■ **PROBLEM REQUIREMENTS**:
Copy, word for word, the lines of the listing below from the line with "locate green foliage" up to and including the line with "locate tree line". Drop the pictures.

■ **RECORDS FOR THIS TASK**:
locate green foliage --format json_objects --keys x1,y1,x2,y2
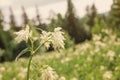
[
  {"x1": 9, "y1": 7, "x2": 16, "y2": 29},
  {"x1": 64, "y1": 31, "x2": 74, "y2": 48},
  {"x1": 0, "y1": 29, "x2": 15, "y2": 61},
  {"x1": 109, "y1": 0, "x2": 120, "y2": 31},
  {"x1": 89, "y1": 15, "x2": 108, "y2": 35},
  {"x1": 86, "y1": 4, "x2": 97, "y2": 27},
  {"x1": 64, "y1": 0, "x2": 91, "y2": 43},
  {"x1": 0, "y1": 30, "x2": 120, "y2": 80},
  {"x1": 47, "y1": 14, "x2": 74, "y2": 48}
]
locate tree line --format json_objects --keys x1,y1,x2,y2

==

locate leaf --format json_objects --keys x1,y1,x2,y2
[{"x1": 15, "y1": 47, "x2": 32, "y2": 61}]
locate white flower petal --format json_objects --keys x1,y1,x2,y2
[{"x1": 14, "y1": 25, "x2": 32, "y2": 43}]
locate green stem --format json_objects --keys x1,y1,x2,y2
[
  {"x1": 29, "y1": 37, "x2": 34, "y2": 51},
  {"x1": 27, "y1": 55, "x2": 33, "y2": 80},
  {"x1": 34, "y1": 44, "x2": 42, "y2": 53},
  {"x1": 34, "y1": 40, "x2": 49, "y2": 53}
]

■ **SOLVED EXERCISE**:
locate green foliage --format json_objects --keys x1,y1,x2,y2
[
  {"x1": 9, "y1": 7, "x2": 16, "y2": 29},
  {"x1": 64, "y1": 31, "x2": 74, "y2": 48},
  {"x1": 0, "y1": 29, "x2": 15, "y2": 61},
  {"x1": 109, "y1": 0, "x2": 120, "y2": 31},
  {"x1": 89, "y1": 15, "x2": 108, "y2": 35},
  {"x1": 86, "y1": 4, "x2": 97, "y2": 27},
  {"x1": 64, "y1": 0, "x2": 91, "y2": 43},
  {"x1": 0, "y1": 30, "x2": 120, "y2": 80},
  {"x1": 47, "y1": 14, "x2": 74, "y2": 48}
]
locate tree line --format json_objects --keys x1,y1,x2,y2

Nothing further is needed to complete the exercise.